Copy the rows below from the first one through the line containing "[0,18,29,162]", inclusive, and substitute "Reply" for every "Respond". Change nothing else.

Collected data ::
_ _ _ _ _

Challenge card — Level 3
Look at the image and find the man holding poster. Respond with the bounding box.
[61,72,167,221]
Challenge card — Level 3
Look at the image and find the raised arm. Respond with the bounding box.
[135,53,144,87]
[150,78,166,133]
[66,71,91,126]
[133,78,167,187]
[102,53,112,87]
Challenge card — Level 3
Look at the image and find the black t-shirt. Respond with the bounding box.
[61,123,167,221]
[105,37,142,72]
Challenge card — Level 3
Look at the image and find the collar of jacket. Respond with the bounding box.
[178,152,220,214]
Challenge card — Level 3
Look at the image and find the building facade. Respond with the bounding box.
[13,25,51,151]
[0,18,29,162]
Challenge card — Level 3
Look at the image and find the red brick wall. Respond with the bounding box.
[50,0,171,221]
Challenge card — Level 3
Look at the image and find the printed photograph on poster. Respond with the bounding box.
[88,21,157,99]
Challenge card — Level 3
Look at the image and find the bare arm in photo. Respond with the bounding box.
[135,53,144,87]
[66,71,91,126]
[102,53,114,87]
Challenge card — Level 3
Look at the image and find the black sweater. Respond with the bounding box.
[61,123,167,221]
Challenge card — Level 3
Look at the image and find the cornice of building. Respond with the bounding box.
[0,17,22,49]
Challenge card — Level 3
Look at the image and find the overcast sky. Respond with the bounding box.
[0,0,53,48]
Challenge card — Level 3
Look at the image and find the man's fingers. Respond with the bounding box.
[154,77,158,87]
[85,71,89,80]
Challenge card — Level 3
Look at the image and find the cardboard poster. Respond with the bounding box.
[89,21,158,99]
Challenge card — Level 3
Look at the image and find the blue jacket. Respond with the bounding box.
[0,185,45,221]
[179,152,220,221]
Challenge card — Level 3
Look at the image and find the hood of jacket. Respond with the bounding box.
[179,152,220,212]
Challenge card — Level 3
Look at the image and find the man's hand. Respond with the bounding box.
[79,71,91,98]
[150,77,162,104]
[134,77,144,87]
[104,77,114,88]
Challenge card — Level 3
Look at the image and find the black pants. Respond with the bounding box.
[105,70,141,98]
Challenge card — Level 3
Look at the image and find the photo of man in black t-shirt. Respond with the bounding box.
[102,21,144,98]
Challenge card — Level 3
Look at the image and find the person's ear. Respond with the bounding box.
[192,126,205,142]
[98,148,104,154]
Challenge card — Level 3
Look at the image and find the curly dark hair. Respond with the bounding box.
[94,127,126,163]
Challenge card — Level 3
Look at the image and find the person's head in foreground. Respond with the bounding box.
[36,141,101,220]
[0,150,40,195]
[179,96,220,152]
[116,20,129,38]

_ _ _ _ _

Answer to the problem ::
Challenge card — Level 3
Look at the image and find the man holding poster. Reply with the bounding box.
[61,72,167,221]
Challenge card — Level 3
Look at the image and find the raised arm. Reply with the bounding box.
[135,53,144,87]
[150,78,166,133]
[66,71,91,126]
[133,78,167,187]
[102,53,112,87]
Challenge card — Level 3
Look at the image and find the black t-shirt. Reply with the bounding box.
[61,123,167,221]
[105,37,142,72]
Challenge card — Level 3
Look at the image and find the collar of jacket. Reply with the bounding box.
[178,152,220,214]
Challenge card — Level 3
Look at the image and find the building facade. Reply with the bounding box.
[13,25,51,151]
[0,18,29,162]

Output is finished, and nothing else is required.